-- Data for the task follows --

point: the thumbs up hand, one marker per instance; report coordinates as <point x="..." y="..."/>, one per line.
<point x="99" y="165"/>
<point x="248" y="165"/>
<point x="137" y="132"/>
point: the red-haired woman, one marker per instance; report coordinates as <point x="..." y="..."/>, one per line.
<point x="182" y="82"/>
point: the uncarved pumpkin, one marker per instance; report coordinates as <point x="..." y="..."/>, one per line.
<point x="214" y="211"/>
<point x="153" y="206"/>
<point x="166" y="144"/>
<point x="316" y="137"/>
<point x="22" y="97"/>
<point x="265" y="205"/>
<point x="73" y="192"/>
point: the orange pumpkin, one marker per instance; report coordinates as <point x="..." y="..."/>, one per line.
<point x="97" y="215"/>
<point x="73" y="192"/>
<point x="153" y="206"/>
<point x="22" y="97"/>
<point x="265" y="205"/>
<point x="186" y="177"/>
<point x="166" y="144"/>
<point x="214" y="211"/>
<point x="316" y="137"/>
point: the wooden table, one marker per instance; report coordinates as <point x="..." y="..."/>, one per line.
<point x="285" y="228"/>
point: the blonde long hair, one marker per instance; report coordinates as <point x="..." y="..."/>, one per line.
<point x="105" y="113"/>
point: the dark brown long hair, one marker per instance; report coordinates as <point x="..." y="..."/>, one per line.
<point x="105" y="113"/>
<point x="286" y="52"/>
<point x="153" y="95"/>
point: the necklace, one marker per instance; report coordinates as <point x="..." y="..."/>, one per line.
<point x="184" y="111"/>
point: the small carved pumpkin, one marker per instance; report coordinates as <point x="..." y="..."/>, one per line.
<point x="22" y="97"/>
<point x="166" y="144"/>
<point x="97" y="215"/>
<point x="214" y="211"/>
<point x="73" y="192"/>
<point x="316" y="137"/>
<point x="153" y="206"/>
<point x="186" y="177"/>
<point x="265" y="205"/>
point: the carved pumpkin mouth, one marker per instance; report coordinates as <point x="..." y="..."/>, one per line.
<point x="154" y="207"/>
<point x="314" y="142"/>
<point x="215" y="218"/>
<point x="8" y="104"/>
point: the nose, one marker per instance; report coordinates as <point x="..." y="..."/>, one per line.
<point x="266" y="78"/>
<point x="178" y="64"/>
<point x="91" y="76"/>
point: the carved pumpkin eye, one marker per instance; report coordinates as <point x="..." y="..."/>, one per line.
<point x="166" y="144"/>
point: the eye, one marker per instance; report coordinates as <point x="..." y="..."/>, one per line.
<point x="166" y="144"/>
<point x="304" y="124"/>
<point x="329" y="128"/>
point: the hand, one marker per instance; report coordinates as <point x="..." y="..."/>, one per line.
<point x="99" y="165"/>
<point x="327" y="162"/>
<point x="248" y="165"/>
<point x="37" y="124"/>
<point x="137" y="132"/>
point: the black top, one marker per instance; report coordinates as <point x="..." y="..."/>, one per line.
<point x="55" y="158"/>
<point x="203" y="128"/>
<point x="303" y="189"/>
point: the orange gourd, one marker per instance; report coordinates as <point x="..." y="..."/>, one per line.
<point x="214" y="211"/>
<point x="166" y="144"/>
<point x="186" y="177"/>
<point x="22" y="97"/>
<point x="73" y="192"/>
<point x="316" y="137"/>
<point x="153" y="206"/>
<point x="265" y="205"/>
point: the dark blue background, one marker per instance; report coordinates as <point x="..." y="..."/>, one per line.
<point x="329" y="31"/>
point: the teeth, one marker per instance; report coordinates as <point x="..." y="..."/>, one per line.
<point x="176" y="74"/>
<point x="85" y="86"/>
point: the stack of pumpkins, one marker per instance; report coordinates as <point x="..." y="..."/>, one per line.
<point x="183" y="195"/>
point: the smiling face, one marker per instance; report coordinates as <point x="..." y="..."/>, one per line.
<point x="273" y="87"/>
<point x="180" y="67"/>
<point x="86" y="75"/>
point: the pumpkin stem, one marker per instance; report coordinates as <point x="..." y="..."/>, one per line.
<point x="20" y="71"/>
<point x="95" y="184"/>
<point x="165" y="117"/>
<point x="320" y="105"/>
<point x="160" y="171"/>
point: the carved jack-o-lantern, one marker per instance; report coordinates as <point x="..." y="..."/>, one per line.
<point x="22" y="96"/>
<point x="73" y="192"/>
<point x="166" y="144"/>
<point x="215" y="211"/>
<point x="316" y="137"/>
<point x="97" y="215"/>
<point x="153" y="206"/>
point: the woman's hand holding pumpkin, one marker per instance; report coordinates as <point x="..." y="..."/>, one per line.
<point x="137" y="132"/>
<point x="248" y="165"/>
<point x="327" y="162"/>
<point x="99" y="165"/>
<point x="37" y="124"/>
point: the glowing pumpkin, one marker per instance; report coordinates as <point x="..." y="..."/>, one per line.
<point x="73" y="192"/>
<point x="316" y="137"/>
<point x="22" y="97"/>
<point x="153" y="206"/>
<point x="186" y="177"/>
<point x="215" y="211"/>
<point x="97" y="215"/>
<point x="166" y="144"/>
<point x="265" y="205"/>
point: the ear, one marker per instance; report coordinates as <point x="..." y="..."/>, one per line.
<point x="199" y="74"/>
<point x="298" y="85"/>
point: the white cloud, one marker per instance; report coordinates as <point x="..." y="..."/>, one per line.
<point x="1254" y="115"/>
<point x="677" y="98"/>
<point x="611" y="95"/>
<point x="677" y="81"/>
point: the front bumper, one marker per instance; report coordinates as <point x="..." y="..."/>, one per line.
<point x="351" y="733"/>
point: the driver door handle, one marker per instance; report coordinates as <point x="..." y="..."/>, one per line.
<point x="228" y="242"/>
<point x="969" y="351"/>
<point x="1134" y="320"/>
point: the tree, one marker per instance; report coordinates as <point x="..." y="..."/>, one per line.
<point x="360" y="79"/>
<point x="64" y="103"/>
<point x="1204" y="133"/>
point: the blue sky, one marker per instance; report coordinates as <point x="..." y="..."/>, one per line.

-- Data for the task concluded --

◆ **About this task**
Please output the listing in full, exactly as it was given above.

◆ **Result of this task**
point: the thumbs up hand, one marker per instance; report coordinates as <point x="..." y="..."/>, one per line.
<point x="99" y="165"/>
<point x="248" y="165"/>
<point x="137" y="132"/>
point: the red-haired woman, one marker per instance; report coordinates as <point x="..." y="..."/>, one per line.
<point x="182" y="82"/>
point: the uncarved pumpkin, one marker per instance; report coordinates as <point x="..." y="..."/>, one per line.
<point x="214" y="211"/>
<point x="153" y="206"/>
<point x="166" y="144"/>
<point x="316" y="137"/>
<point x="22" y="97"/>
<point x="265" y="205"/>
<point x="73" y="192"/>
point: the orange pumpkin, one marker per instance; report coordinates as <point x="..." y="..."/>, one per line.
<point x="97" y="215"/>
<point x="73" y="192"/>
<point x="153" y="206"/>
<point x="22" y="97"/>
<point x="265" y="205"/>
<point x="186" y="177"/>
<point x="166" y="144"/>
<point x="214" y="211"/>
<point x="316" y="137"/>
point: the wooden table, one marker per instance; report coordinates as <point x="..." y="..."/>, one per line.
<point x="285" y="228"/>
point: the blonde long hair, one marker per instance; report coordinates as <point x="..." y="..."/>, one per line.
<point x="105" y="113"/>
point: the dark brown long hair, one marker per instance; report coordinates as <point x="..." y="..."/>, one per line.
<point x="105" y="113"/>
<point x="286" y="52"/>
<point x="153" y="95"/>
point: the necklace, one marker per instance; report coordinates as <point x="..." y="..."/>, one per line.
<point x="184" y="111"/>
point: the small carved pumpkin, one marker per instance; report coordinates as <point x="..." y="..."/>, one per line.
<point x="22" y="97"/>
<point x="166" y="144"/>
<point x="97" y="215"/>
<point x="214" y="211"/>
<point x="73" y="192"/>
<point x="316" y="137"/>
<point x="153" y="206"/>
<point x="186" y="177"/>
<point x="265" y="205"/>
point: the carved pumpkin mouth, one marker per instance; report coordinates as <point x="..." y="..."/>, one per line.
<point x="154" y="207"/>
<point x="314" y="142"/>
<point x="215" y="218"/>
<point x="8" y="104"/>
point: the nose, one marker per instance; report coordinates as <point x="..." y="..."/>, one per line.
<point x="266" y="78"/>
<point x="178" y="64"/>
<point x="91" y="76"/>
point: the carved pumpkin eye, one marker per instance; report coordinates as <point x="..." y="..."/>, one per line.
<point x="166" y="144"/>
point: the eye, one marker per instance; report coordinates as <point x="..." y="..."/>, one per line.
<point x="166" y="144"/>
<point x="304" y="124"/>
<point x="329" y="128"/>
point: the hand, one marker per instance; report coordinates as <point x="..." y="..."/>, one per line.
<point x="99" y="165"/>
<point x="327" y="162"/>
<point x="248" y="165"/>
<point x="37" y="124"/>
<point x="137" y="132"/>
point: the black top, one marker per instance; report coordinates as <point x="..." y="..."/>, one per line.
<point x="55" y="158"/>
<point x="203" y="128"/>
<point x="303" y="189"/>
point: the orange gourd, one marker per instance; report coordinates as <point x="..." y="..."/>, one per line.
<point x="214" y="211"/>
<point x="166" y="144"/>
<point x="186" y="177"/>
<point x="22" y="97"/>
<point x="73" y="192"/>
<point x="316" y="137"/>
<point x="153" y="206"/>
<point x="265" y="205"/>
point: the dark blue background, one marker per instance; report coordinates as <point x="..." y="..."/>, one per line.
<point x="329" y="31"/>
point: the teeth, one marker per instance; report coordinates as <point x="..." y="..."/>, one per line.
<point x="176" y="74"/>
<point x="85" y="86"/>
point: the stack of pumpkins, one marker per instance; report coordinates as <point x="..." y="..."/>, one per line.
<point x="183" y="195"/>
point: the smiling face, one marker per instance; report coordinates as <point x="..." y="..."/>, one per line.
<point x="273" y="87"/>
<point x="180" y="67"/>
<point x="86" y="75"/>
point: the pumpkin stem, one marker per instance; report coordinates as <point x="..." y="..."/>, one per line.
<point x="20" y="71"/>
<point x="95" y="184"/>
<point x="165" y="117"/>
<point x="320" y="105"/>
<point x="160" y="171"/>
point: the carved jack-o-lantern, one marker per instance; report coordinates as <point x="..." y="..."/>, one per line.
<point x="22" y="96"/>
<point x="73" y="192"/>
<point x="166" y="144"/>
<point x="215" y="211"/>
<point x="316" y="137"/>
<point x="97" y="215"/>
<point x="153" y="206"/>
point: the woman's hand holding pumpkin, one marker per instance; report coordinates as <point x="..." y="..."/>, one per line.
<point x="137" y="132"/>
<point x="248" y="165"/>
<point x="327" y="162"/>
<point x="99" y="165"/>
<point x="37" y="124"/>
point: the glowing pumpkin, one marker per instance; report coordinates as <point x="..." y="..."/>, one per line.
<point x="73" y="192"/>
<point x="316" y="137"/>
<point x="22" y="97"/>
<point x="153" y="206"/>
<point x="186" y="177"/>
<point x="215" y="211"/>
<point x="97" y="215"/>
<point x="166" y="144"/>
<point x="265" y="205"/>
point: the ear, one marker per instance; report coordinates as <point x="..." y="..."/>, one per line.
<point x="199" y="74"/>
<point x="298" y="85"/>
point: the white cloud, one marker per instance; report coordinates as <point x="..." y="..."/>, one per line.
<point x="1254" y="115"/>
<point x="677" y="98"/>
<point x="611" y="95"/>
<point x="677" y="81"/>
point: the front bumper, one marker per instance; report coordinates as <point x="..." y="..."/>, one per line.
<point x="351" y="733"/>
point: the driver door handle, one marker per instance; report coordinates as <point x="..." y="..."/>, one per line.
<point x="228" y="242"/>
<point x="969" y="351"/>
<point x="1134" y="320"/>
point: the tree, one marker per instance; report coordinates as <point x="..." y="..."/>, one per line.
<point x="360" y="79"/>
<point x="64" y="103"/>
<point x="1204" y="133"/>
point: the blue sky, one marker per instance; report coordinates as <point x="..." y="..."/>, one per line.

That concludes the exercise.